GOALS:
(a) In the stretch of the domestic violence passage from "When your partner" through "up in jail.", substitute "spouse" for "partner" and write out the result.
(b) Extend the passage on domestic violence with a few sentences that follow on from its last line.

--- start of PROVIDED PASSAGE ---

People don’t realize how fragile life is until they waste their own life or someone else’s in their foolishness. And by then, it is too late.

When your partner becomes violent, run for your life, don’t stay to fight back, just run! We must all raise our voices against domestic violence, families and churches must not insist couples stay and patch things up when their safety is not guaranteed.

Till death do us part, is not this type of death. If you constantly have the need to pummel your partner, or you are almost at the verge of poisoning their food, ripping the brakes off their car, or hiring assassins to kill them etc then ask for a break from that marriage, and go seek help.
You can see a psychiatrist or a counselor, but you really need help. If not, you are just an inch closer to committing murder and ending up in jail.

--- end of PROVIDED PASSAGE ---
--- start of PROVIDED DATA ---

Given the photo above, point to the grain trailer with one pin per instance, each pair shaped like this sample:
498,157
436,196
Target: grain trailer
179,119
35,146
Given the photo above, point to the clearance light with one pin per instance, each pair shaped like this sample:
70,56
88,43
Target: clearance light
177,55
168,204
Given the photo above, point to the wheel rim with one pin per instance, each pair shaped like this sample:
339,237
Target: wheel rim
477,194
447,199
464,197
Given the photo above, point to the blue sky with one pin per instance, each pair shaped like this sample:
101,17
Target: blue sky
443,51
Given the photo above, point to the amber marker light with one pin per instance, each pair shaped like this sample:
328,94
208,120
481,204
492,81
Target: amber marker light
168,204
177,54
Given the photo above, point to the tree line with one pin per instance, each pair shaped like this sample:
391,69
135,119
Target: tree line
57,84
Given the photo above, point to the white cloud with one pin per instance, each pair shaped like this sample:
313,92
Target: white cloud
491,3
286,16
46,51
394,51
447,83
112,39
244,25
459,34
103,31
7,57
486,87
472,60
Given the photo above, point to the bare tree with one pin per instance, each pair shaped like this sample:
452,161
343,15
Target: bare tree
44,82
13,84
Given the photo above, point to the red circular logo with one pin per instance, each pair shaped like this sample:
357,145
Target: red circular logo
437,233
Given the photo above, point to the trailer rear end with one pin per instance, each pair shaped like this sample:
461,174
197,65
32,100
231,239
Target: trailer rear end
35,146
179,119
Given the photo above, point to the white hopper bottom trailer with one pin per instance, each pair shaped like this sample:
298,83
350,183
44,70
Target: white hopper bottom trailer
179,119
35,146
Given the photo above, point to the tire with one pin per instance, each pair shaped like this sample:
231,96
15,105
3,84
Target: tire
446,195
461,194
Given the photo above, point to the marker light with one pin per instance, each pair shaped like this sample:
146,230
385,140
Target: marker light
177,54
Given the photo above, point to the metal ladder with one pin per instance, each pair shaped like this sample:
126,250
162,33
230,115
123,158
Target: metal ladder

--- end of PROVIDED DATA ---

RESPONSE LIST:
(a)
When your spouse becomes violent, run for your life, don’t stay to fight back, just run! We must all raise our voices against domestic violence, families and churches must not insist couples stay and patch things up when their safety is not guaranteed.

Till death do us part, is not this type of death. If you constantly have the need to pummel your spouse, or you are almost at the verge of poisoning their food, ripping the brakes off their car, or hiring assassins to kill them etc then ask for a break from that marriage, and go seek help.
You can see a psychiatrist or a counselor, but you really need help. If not, you are just an inch closer to committing murder and ending up in jail.

(b)
You also need help if you are one of those women who believe violence is a show of true love. In fact, if he is not a Mike Tyson who physically demonstrates his strength on you, you should consider him a weakling. You love to be manhandled, conquered and cuddled but this is not love.

As a man, don’t let yourself be that Mike Tyson. Some behaviors can be unlearned. Help her see and experience love differently. For anyone to be continuously abusive, he has a willing partner. Refuse to be an abusive partner and choose your life.

Marriage is not the problem the individuals involved in marriages are. People should learn to take their lives seriously before thinking about keeping a violent marriage.